### PAGE TEXT

+--

Quote Originally Posted by bornatbirth View Post
do you think they would still hang bentley in todays britain
NO ... not even if Capital Punishment WERE still in existence ... and they shouldn't have done so at the time either!

Bentley (19) was diagnosed with epilepsy following a childhood accident. But ... more than that ... various psychological tests revealed him as being of low intelligence - if not entirely mentally defective - meaning that the words he's alleged to've shouted to his 16-year-old accomplice urging him to "let 'im [the police officer] have it, Chris!" - are open to misinterpretation nearly six decades later. Yet it was on these 5 simple words that the whole trial seemed to hinge. And it was those words that - after only two days - led the jury to convict Bentley.

Now whether he [Bentley] actually uttered the words ... resulting in his co-accused pulling the trigger of the sawn-off shotgun that killed PC Miles is open to conjecture. As is the message he'd been trying to convey to his youthful companion when the latter fired the fatal shot. Could he, for example - in the heat of momentary panic - have been exhorting Christopher Craig to surrender his weapon to the approaching constable? We shall never know for sure! But one thing IS certain ... and that is it was THIS statement that formed the basis for the pair's conviction and Bentley's subsequent execution.

Ten years later, in 1963, Craig was released from prison ... and is alive to this day. He claims that scarcely a day passes that he doesn't deeply regret what happened to his friend.

Sadly, Bentley's sister, Iris - who'd campaigned long and hard for her brother Derek to be given a posthumous pardon - didn't live to see it finally being granted in 1998.

As Keith Angel [rightly] points out; "What use is an apology to someone who's dead?" On the other hand, I would continue to maintain that thanks to the emergence of DNA Profiling ... and the tremendous breakthroughs in its indispensible thoroughness in the detection and solving of all sorts of crime ... the chances of a person being wrongly convicted are relatively slim. Unfortunately for Derek Bentley, it arrived half a century too late to save his neck!

+--

### ENTRIES SUPPLIED
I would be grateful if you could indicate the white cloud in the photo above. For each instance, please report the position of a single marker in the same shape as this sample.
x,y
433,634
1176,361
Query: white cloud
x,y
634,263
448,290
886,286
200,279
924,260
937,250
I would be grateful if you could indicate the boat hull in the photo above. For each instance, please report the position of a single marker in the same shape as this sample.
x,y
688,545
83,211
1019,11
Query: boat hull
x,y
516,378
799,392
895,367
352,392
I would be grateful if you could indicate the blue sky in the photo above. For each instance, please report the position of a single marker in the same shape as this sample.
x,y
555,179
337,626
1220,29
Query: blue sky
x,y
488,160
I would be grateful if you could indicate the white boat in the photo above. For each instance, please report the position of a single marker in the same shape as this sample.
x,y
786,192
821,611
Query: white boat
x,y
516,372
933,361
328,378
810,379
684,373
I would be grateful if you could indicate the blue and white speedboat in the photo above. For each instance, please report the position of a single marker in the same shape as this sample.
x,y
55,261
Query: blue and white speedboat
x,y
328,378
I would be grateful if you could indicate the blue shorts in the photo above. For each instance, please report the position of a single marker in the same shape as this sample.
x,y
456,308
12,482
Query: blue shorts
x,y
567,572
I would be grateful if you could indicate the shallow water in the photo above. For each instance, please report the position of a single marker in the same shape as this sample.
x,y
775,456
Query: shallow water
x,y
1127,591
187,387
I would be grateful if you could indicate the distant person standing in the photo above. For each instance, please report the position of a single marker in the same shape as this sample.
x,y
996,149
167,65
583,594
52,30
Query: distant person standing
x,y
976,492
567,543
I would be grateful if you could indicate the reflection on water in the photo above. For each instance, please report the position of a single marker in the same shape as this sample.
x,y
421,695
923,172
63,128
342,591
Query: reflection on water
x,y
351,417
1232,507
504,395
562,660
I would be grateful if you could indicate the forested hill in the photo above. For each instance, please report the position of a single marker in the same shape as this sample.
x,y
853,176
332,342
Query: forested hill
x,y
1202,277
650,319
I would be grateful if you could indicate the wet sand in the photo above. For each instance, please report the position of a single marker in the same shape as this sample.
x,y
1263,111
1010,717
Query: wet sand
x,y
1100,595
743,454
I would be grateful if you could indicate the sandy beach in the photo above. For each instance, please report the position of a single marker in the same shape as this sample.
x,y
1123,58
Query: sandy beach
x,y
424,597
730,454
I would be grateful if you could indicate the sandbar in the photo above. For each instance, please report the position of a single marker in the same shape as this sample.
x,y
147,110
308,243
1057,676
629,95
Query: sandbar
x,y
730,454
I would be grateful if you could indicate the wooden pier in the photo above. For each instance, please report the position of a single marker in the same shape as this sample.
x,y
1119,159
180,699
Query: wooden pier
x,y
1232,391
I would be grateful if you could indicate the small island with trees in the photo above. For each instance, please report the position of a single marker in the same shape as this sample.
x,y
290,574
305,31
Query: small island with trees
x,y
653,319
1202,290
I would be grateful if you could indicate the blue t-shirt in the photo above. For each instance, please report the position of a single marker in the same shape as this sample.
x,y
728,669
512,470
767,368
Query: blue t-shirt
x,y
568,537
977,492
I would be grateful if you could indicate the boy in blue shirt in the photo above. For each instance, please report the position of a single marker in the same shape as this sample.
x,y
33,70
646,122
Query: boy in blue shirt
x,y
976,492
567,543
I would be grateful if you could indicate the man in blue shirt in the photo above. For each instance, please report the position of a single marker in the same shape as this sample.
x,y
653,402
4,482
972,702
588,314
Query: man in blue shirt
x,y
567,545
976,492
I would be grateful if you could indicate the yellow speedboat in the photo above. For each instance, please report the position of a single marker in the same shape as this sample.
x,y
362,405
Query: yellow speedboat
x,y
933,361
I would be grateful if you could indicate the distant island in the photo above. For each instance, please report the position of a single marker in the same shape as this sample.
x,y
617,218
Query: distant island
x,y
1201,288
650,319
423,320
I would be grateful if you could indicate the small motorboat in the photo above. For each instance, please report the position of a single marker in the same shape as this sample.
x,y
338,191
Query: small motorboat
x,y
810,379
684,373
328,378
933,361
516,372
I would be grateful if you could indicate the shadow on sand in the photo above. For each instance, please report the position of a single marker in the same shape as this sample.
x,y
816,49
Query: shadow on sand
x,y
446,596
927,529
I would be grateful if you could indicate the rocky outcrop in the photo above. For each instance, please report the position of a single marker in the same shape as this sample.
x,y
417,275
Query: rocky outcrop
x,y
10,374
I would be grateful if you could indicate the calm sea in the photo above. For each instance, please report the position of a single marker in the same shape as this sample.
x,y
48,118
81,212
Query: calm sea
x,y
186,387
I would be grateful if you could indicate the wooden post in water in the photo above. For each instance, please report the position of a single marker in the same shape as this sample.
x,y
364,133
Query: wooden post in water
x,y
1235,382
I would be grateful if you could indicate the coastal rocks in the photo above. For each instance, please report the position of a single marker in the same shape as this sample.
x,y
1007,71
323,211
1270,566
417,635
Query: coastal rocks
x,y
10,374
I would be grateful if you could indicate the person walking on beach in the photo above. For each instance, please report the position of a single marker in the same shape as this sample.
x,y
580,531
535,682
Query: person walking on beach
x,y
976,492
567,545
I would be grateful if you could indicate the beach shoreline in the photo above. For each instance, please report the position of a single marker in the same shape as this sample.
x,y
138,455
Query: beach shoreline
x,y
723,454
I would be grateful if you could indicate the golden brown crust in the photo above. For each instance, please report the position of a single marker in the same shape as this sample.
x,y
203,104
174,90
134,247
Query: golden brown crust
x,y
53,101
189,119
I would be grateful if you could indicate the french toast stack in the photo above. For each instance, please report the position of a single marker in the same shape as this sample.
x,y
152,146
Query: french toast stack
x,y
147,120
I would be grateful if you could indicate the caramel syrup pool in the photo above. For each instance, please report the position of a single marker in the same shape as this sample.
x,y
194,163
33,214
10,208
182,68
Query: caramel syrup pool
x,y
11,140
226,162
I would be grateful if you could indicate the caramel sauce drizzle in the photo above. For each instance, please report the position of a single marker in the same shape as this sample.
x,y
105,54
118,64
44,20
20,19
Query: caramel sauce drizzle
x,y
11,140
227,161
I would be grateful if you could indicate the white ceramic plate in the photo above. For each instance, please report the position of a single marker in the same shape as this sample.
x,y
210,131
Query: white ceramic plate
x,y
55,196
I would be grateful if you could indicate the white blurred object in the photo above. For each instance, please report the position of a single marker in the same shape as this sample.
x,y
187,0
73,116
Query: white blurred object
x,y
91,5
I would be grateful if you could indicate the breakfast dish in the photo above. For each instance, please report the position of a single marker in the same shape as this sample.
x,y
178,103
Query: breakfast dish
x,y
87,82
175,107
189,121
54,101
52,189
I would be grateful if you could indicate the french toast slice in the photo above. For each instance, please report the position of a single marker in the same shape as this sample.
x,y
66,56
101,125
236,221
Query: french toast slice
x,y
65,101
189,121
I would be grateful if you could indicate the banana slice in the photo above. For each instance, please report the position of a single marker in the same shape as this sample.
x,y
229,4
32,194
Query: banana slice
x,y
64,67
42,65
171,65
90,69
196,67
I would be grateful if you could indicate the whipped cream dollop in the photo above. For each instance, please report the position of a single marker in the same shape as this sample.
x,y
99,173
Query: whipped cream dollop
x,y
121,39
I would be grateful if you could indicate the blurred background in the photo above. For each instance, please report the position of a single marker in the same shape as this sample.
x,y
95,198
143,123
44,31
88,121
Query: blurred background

+--

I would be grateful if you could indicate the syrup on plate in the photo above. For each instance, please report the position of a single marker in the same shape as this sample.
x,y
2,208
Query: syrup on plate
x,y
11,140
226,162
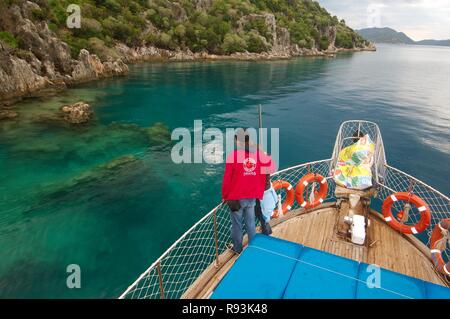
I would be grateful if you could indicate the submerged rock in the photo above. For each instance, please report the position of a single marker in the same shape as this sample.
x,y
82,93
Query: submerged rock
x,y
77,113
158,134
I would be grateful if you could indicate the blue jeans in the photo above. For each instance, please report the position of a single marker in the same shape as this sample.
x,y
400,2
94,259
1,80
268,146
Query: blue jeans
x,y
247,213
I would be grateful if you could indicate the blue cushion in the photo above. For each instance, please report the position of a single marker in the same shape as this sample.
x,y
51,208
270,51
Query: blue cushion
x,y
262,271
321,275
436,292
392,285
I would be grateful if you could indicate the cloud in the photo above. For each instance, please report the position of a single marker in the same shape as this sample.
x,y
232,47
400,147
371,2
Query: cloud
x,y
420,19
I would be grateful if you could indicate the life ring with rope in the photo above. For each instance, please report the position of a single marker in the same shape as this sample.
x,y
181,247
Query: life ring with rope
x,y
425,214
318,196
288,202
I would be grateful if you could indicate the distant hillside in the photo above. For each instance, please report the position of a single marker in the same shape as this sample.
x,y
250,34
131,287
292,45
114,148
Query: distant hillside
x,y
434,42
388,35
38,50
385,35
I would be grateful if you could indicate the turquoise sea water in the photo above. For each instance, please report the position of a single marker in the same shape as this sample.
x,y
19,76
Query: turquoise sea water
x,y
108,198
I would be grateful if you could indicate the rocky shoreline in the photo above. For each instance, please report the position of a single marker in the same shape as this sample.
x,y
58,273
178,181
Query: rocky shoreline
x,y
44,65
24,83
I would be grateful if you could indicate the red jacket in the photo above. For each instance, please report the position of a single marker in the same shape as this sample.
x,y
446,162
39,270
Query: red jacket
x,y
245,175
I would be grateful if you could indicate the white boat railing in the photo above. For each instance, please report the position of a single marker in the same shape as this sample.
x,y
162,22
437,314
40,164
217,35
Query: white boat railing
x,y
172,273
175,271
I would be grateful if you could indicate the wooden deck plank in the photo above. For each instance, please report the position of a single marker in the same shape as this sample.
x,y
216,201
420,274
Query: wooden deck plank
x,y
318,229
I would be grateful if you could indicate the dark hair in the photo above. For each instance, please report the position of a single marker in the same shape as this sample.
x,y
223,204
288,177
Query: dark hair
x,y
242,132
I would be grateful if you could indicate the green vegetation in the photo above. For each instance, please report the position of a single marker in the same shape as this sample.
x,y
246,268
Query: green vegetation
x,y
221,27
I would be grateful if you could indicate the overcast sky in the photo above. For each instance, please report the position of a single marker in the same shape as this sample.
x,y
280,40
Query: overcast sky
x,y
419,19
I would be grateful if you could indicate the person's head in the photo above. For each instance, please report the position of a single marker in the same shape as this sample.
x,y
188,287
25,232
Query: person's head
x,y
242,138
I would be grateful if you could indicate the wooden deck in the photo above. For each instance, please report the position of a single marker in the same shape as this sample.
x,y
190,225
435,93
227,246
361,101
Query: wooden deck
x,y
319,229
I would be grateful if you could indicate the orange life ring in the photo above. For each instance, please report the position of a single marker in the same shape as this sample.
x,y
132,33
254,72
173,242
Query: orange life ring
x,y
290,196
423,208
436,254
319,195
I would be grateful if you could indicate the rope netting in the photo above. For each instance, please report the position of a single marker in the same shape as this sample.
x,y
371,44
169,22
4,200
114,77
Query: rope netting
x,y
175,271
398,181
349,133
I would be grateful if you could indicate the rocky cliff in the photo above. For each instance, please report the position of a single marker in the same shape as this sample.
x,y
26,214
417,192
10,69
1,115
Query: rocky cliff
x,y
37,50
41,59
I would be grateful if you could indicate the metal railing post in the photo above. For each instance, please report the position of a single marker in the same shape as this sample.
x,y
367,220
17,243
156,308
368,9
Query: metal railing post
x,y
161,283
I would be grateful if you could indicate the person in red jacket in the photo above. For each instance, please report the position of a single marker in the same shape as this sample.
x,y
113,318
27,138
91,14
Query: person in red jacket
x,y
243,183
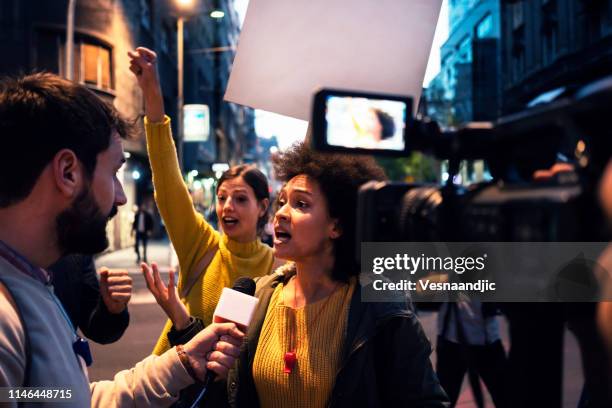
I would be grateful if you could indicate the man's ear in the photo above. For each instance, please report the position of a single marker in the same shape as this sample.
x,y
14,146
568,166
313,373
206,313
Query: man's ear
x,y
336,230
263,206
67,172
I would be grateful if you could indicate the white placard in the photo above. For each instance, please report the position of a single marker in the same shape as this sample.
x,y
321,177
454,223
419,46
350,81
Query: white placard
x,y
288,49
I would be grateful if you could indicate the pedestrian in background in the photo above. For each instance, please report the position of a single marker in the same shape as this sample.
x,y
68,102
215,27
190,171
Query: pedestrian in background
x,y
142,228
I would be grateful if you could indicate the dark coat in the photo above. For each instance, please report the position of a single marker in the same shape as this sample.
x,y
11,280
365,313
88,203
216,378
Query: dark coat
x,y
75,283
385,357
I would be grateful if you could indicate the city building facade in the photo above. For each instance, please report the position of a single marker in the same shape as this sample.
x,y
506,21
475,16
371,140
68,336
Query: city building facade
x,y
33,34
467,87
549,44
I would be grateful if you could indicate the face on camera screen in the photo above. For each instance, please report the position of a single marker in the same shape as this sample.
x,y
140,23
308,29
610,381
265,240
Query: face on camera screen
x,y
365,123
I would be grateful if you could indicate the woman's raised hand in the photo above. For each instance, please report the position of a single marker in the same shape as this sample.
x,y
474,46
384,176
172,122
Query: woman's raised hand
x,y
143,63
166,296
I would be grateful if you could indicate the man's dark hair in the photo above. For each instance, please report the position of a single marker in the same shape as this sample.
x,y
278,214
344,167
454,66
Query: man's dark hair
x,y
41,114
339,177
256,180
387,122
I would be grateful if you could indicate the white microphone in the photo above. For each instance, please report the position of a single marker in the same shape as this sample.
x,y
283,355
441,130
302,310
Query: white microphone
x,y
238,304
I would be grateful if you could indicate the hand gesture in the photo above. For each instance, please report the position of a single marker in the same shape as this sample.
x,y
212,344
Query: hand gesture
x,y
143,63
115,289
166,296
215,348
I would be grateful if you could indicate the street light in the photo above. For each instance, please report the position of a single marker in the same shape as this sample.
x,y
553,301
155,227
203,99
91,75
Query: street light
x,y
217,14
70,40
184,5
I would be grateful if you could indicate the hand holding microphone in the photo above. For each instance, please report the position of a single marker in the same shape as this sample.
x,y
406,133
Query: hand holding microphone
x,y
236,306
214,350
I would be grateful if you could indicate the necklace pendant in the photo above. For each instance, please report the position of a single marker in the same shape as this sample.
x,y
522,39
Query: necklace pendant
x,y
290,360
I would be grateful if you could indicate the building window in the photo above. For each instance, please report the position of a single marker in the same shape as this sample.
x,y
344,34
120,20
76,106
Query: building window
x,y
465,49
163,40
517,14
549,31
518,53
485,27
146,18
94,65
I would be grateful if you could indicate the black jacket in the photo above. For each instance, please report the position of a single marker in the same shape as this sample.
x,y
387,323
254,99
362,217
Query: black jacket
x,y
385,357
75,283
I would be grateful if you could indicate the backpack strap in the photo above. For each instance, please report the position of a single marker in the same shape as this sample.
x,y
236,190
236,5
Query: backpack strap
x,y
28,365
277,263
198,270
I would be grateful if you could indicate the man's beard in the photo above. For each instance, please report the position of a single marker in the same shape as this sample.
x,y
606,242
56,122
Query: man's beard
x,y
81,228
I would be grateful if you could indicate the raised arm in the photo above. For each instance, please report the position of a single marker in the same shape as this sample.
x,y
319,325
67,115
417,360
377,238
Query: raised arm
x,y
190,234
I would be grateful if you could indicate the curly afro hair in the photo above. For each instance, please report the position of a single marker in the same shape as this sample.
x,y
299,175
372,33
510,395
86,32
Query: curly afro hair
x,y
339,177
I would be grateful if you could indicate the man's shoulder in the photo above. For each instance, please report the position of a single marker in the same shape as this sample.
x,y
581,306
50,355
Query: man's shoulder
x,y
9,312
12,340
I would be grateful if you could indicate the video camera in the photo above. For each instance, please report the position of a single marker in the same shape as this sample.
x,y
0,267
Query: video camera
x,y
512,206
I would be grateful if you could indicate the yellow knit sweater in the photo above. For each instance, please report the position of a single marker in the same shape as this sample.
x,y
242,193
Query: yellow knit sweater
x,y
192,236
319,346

+--

### PROBLEM TO WORK ON
In the forum post about Derek Bentley, what year was the posthumous pardon finally granted?

### YOUR RESPONSE
1998